Exercise aim ▸
Restate word for word the lines of the material below, from the line with "Target: white bicycle helmet" to the line with "Target: black cycling glove", both lines included, and no others.

_ _ _ _

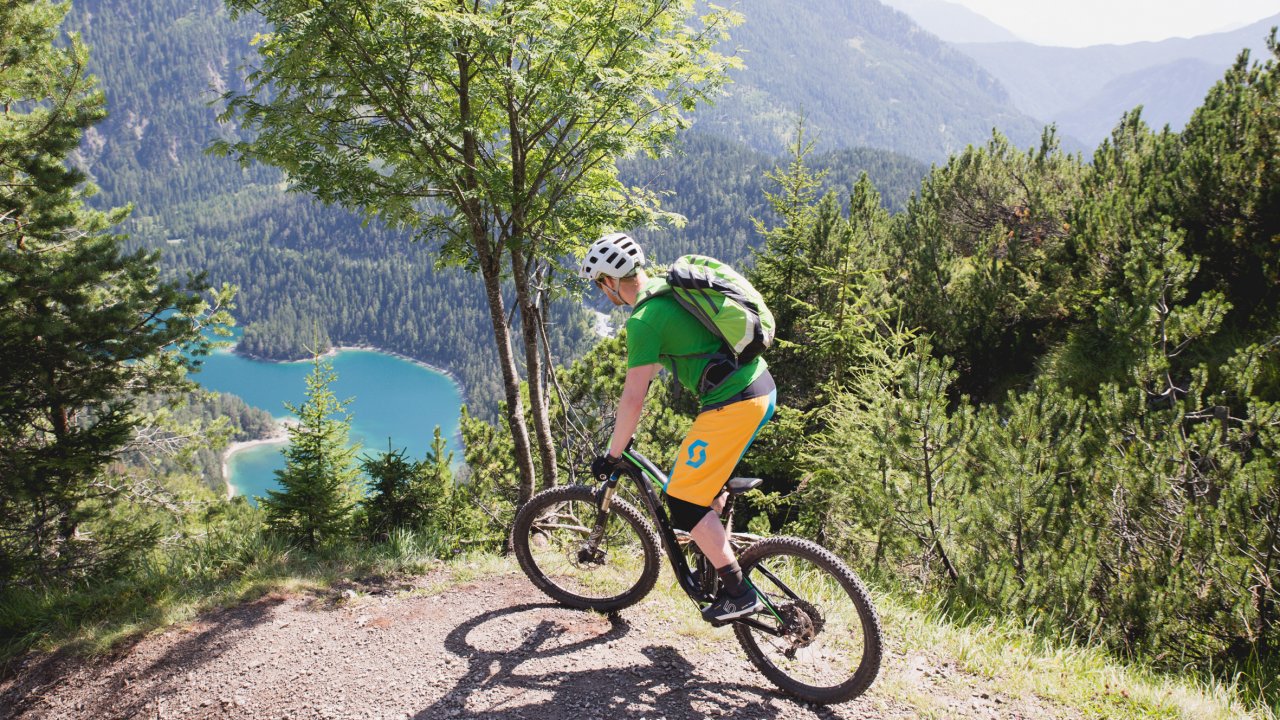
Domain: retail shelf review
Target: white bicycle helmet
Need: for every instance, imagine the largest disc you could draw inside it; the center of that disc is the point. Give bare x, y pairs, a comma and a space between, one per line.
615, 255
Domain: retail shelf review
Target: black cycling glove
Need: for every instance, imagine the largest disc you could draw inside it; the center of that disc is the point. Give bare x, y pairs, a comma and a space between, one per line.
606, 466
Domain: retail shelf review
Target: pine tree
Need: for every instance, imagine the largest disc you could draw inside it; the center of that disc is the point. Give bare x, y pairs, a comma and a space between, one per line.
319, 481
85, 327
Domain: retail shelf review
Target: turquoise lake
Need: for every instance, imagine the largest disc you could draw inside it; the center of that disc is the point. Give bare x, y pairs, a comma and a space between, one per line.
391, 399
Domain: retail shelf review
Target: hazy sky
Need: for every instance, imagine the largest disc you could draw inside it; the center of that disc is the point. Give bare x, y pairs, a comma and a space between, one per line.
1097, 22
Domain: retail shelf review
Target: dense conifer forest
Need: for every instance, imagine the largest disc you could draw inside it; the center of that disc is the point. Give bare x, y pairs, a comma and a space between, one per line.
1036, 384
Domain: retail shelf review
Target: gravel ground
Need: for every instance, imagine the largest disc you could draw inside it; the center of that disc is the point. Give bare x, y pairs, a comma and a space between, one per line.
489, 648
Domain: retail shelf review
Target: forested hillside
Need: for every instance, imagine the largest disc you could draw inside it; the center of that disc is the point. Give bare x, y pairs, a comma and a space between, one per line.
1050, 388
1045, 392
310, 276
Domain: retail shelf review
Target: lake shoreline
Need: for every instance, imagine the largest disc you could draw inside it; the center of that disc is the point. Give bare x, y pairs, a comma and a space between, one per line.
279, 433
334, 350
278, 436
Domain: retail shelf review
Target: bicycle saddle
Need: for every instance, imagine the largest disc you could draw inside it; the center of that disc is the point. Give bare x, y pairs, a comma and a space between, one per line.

_ _ _ _

Response to this exercise ▸
Target: white bicycle helmet
Need: for every instance, imagine the largest disc you could draw inside it; the center of that disc is the point. Give bare x, y pairs, a comma and a space between, one per line.
615, 255
Domain: retail shelf review
Target: black cycling glove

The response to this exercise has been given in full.